▶ [Document extract]
=====
Saxony-born, American homeopathic physician (1800–1880)

Constantine J. Hering (January 1, 1800 – July 23, 1880) was a Saxony-born, American medical doctor who was a pioneer of homeopathy in the United States. In 1833, he co-founded the Hahnemannian Society in the United States dedicated to homeopathic medicine principles. In 1836, he founded the North American Academy of the Homeopathic Arts in Allentown, Pennsylvania, the first homeopathic school in the United States. In 1849, he co-founded the Homeopathic Medical College of Pennsylvania in Philadelphia. He served as the chair of the institutes of medicine and materia medica at Philadelphia College of Homeopathy from 1845 to 1869 and as professor of institutes and materia medica at Hahnemann Medical College from 1869 to 1871. He founded and served as the first president of the American Institute of Homeopathy and served as editor of several scientific journals and published multiple books on homeopathic medicine.
=====
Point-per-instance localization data
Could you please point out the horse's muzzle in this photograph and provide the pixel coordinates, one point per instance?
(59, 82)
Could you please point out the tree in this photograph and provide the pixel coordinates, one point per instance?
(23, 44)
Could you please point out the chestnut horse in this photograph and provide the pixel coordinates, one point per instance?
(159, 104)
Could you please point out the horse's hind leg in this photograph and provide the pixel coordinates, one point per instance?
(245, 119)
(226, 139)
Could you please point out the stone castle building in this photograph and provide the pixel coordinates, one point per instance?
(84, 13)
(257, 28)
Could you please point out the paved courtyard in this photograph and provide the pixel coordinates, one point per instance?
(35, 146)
=====
▶ [Problems and tasks]
a - Rewrite the paragraph beginning "Constantine J. Hering (January 1, 1800" from the Constantine Hering biography above as a short bulleted list that keeps its main facts.
b - Proceed with the Constantine Hering biography above, picking up after its last sentence.

▶ [Responses in order]
a -
- Constantine J. Hering (January 1, 1800 – July 23, 1880) was a Saxony-born American medical doctor and a pioneer of homeopathy in the United States.
- 1833: co-founded the Hahnemannian Society in the United States, dedicated to homeopathic medicine principles.
- 1836: founded the North American Academy of the Homeopathic Arts in Allentown, Pennsylvania, the first homeopathic school in the United States.
- 1849: co-founded the Homeopathic Medical College of Pennsylvania in Philadelphia.
- 1845–1869: chair of the institutes of medicine and materia medica at Philadelphia College of Homeopathy.
- 1869–1871: professor of institutes and materia medica at Hahnemann Medical College.
- Founded the American Institute of Homeopathy and served as its first president.
- Edited several scientific journals and published multiple books on homeopathic medicine.

b -
==Early life and education==
Hering was born January 1, 1800, in Oschatz, Saxony, to Carl Gottleib Hering and Christiane Friderike. He attended the Classical School of Zittau and assembled a collection of herbs, minerals, and animal bones. He studied medicine at the Surgical Academy of Dresden and the University of Leipzig. He studied under Johann Lukas Schönlein at the University of Wurzburg and graduated in 1826 with a degree in medicine, obstetrics, and surgery. He was engaged to write a book disproving homeopathy, but after reading Samuel Hahnemann's works and investigating homeopathy's clinical claims for himself he became convinced of its efficacy. He sought out the author, and they became personal friends. He also became an advocate for homeopathy due to self treatment of an infected finger with low doses of arsenic which prevented a recommended amputation.

He worked as an instructor of mathematics and natural science at an institute in Dresden. He received a commission from the King of Saxony to travel to Surinam to collect botanical and zoological specimens. He was in Surinam for six years. He practiced medicine in Paramaribo, spent time in a leper colony to study the use of homeopathic treatment, and studied the local snakes and treatment of their bites with radiant heat. Upon his travels home, his ship was damaged off the coast of Rhode Island and docked at Martha's Vineyard in January 1833. He traveled to Philadelphia and began the practice of medicine.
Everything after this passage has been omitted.